_DIRECTIONS FOR THIS TASK_
Rewrite the part of the coronavirus restrictions text that opens with the words "There are a" and closes with "taking is working.", putting "town" in place of "city".

[SELECTED TEXT]

There are a number of exemptions under the guidance, and more details on this can be found at https://www.gov.uk/guidance/local-restriction-tiers-what-you-need-to-know.
The council is working through the impact on its services, and more details will be announced on this in due course.
Dr Paul Edmondson-Jones, director of adult social care, health integration and wellbeing, said: “I know this news will be frustrating for so many people in our city who have followed all of the national guidance that they have been asked to. But we all must understand that we are not where we need to be yet. We must all continue to follow the rules. The steps that everyone in the city are taking is working.
“We are still seeing huge pressures on our local health services, so although the infection rate is beginning to come down, it is not happening quickly enough. By following the guidance, no matter how exhausted we are, it is making a difference. ‘Hands, face and space’ are the ways that we will get through this.”
For the latest information on council services and support during the coronavirus, and frequently asked questions, please visit www.stoke.gov.uk/coronavirus. For latest health advice on the coronavirus, please visit www.nhs.uk/coronavirus, and for further information on the virus visit www.gov.uk/coronavirus.
All residents are reminded about the critical importance of regular handwashing with soap and hot water for 20 seconds. The significance of this action cannot be underestimated. If residents have symptoms, please get tested. All residents must continue to follow the guidance of wash hands, cover face and make space.

[/SELECTED TEXT]
[RECORD EXCERPTS]

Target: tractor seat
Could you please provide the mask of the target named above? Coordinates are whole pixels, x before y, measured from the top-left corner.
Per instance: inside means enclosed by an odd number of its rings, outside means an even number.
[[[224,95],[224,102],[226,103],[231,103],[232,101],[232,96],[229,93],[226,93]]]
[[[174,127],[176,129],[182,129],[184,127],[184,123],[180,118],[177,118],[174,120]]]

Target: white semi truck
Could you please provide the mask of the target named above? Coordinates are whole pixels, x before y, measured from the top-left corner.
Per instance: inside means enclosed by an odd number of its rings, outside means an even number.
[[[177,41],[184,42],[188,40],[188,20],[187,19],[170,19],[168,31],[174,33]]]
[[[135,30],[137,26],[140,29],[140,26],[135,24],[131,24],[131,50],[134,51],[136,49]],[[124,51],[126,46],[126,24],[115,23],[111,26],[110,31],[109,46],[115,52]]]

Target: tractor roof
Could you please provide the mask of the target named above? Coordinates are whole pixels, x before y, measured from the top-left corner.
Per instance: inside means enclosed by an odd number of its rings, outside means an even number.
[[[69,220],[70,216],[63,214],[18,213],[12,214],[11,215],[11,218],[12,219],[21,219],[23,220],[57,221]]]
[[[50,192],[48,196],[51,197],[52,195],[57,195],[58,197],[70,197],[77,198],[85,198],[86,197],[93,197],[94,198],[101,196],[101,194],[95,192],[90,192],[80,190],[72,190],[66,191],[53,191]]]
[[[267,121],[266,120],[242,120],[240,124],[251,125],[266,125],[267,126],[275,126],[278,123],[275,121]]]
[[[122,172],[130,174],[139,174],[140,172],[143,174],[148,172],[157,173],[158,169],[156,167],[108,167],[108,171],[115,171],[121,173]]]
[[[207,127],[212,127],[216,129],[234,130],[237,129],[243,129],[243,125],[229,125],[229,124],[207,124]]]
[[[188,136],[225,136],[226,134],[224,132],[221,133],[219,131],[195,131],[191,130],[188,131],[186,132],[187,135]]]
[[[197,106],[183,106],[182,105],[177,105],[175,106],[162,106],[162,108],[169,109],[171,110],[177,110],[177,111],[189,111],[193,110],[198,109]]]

[/RECORD EXCERPTS]

_OUTPUT FOR THIS TASK_
There are a number of exemptions under the guidance, and more details on this can be found at https://www.gov.uk/guidance/local-restriction-tiers-what-you-need-to-know.
The council is working through the impact on its services, and more details will be announced on this in due course.
Dr Paul Edmondson-Jones, director of adult social care, health integration and wellbeing, said: “I know this news will be frustrating for so many people in our town who have followed all of the national guidance that they have been asked to. But we all must understand that we are not where we need to be yet. We must all continue to follow the rules. The steps that everyone in the town are taking is working.